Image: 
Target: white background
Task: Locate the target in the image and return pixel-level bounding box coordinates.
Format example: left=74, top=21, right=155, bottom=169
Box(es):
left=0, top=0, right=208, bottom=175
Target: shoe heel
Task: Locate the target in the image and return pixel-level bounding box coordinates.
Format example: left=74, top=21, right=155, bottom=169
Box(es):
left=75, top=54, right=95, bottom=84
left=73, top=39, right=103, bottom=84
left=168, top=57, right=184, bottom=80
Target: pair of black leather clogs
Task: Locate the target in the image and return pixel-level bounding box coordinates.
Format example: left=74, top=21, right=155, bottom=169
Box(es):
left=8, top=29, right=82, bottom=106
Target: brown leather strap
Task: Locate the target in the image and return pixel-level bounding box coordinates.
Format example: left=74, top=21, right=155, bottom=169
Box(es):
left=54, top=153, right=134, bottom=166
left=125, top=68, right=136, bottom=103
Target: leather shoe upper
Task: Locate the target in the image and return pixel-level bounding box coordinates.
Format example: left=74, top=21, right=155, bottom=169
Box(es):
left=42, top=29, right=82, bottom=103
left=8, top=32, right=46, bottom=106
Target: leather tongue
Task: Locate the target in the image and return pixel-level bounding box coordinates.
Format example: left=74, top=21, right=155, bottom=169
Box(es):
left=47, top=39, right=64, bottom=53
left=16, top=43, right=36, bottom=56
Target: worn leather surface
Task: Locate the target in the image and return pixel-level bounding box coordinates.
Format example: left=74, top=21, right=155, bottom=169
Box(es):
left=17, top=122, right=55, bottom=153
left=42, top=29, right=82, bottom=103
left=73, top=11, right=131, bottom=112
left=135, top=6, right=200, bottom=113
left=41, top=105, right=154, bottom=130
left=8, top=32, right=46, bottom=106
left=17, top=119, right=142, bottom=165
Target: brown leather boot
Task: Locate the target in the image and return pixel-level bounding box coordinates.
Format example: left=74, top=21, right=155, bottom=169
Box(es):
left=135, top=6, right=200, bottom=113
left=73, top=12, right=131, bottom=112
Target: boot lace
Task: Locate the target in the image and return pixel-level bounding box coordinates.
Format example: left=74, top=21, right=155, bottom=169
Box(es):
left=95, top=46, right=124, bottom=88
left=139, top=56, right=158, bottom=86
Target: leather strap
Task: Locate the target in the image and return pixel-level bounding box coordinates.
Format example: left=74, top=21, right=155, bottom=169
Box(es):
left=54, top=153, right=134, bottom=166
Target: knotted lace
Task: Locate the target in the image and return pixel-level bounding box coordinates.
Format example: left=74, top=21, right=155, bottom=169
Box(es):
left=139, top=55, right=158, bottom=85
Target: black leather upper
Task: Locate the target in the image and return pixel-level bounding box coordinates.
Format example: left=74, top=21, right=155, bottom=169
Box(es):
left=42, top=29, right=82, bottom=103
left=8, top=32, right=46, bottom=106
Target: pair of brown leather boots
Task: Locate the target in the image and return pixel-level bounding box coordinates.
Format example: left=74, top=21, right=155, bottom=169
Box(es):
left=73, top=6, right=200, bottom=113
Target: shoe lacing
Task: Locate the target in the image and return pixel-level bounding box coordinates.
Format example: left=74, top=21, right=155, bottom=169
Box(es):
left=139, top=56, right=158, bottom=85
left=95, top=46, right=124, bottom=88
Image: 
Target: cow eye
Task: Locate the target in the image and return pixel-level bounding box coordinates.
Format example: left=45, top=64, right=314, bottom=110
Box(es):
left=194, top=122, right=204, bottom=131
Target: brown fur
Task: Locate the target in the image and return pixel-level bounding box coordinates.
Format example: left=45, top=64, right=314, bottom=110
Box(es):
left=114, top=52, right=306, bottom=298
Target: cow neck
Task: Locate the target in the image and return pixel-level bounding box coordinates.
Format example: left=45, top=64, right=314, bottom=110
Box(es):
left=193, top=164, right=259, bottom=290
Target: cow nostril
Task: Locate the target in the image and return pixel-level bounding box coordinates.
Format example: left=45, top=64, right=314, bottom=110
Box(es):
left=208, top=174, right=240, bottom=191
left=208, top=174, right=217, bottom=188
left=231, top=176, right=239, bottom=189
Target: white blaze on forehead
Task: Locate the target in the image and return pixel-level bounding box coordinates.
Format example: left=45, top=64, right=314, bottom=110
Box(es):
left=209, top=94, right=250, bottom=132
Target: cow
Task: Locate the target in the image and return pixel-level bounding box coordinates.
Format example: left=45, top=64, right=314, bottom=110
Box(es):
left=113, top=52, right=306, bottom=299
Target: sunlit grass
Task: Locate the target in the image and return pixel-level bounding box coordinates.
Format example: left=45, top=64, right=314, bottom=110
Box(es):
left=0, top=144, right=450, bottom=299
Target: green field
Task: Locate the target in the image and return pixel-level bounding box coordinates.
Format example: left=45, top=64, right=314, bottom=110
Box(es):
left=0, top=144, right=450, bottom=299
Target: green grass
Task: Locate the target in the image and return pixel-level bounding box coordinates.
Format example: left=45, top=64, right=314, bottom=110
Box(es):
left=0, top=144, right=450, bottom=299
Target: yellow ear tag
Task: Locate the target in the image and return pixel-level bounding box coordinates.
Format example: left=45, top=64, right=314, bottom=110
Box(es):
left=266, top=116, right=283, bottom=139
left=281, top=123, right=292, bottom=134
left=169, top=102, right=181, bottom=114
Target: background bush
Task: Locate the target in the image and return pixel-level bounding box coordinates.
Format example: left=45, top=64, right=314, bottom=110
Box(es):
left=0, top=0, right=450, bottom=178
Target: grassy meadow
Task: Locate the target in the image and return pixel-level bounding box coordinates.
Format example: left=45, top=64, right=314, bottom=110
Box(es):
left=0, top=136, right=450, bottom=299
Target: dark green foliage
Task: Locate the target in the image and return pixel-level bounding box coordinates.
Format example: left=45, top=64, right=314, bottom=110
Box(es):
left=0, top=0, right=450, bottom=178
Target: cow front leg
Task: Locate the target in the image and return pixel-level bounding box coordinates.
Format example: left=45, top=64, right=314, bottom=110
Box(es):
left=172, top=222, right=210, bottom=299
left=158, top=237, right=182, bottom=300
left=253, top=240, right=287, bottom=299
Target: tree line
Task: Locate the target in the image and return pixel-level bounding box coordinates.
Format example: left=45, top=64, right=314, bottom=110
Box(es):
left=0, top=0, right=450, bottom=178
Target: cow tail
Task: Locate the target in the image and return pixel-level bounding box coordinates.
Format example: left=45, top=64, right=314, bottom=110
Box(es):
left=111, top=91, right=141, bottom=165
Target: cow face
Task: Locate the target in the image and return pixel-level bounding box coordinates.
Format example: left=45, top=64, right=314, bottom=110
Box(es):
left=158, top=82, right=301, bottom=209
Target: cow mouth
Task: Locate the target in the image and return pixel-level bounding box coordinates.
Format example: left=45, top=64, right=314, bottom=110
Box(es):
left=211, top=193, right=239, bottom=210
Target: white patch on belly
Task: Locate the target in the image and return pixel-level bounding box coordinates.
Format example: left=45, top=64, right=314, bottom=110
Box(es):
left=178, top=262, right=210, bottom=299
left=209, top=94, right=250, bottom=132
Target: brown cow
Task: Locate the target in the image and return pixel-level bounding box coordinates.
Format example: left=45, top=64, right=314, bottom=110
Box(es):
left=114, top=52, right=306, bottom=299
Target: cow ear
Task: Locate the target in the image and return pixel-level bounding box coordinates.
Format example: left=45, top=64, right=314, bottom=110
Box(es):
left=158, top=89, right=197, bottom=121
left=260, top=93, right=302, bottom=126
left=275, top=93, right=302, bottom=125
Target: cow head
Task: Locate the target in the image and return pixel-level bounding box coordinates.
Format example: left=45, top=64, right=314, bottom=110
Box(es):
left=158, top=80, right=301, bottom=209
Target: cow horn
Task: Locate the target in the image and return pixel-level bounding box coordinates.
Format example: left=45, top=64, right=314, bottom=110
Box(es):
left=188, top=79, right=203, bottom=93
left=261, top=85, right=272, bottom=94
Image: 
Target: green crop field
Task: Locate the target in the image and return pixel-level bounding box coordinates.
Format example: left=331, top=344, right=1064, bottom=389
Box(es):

+++

## [Problem description]
Recast the stretch from the start of the entries through the line containing "left=8, top=29, right=82, bottom=106", both ends included, as a Markdown table with the columns Row and Line, giving each line a row number and omitting blank lines.

## [Answer to the problem]
| Row | Line |
|---|---|
| 1 | Image:  |
| 2 | Target: white background |
| 3 | Task: Locate the target in the image and return pixel-level bounding box coordinates. |
| 4 | Format example: left=74, top=21, right=155, bottom=169 |
| 5 | Box(es): |
| 6 | left=0, top=0, right=208, bottom=175 |
| 7 | Target: shoe heel |
| 8 | Task: Locate the target in the image and return pixel-level bounding box coordinates. |
| 9 | Format example: left=74, top=21, right=155, bottom=169 |
| 10 | Box(es): |
| 11 | left=75, top=54, right=95, bottom=84 |
| 12 | left=73, top=39, right=103, bottom=84 |
| 13 | left=168, top=57, right=184, bottom=80 |
| 14 | Target: pair of black leather clogs |
| 15 | Task: Locate the target in the image and return pixel-level bounding box coordinates. |
| 16 | Format example: left=74, top=21, right=155, bottom=169 |
| 17 | Box(es): |
| 18 | left=8, top=29, right=82, bottom=106 |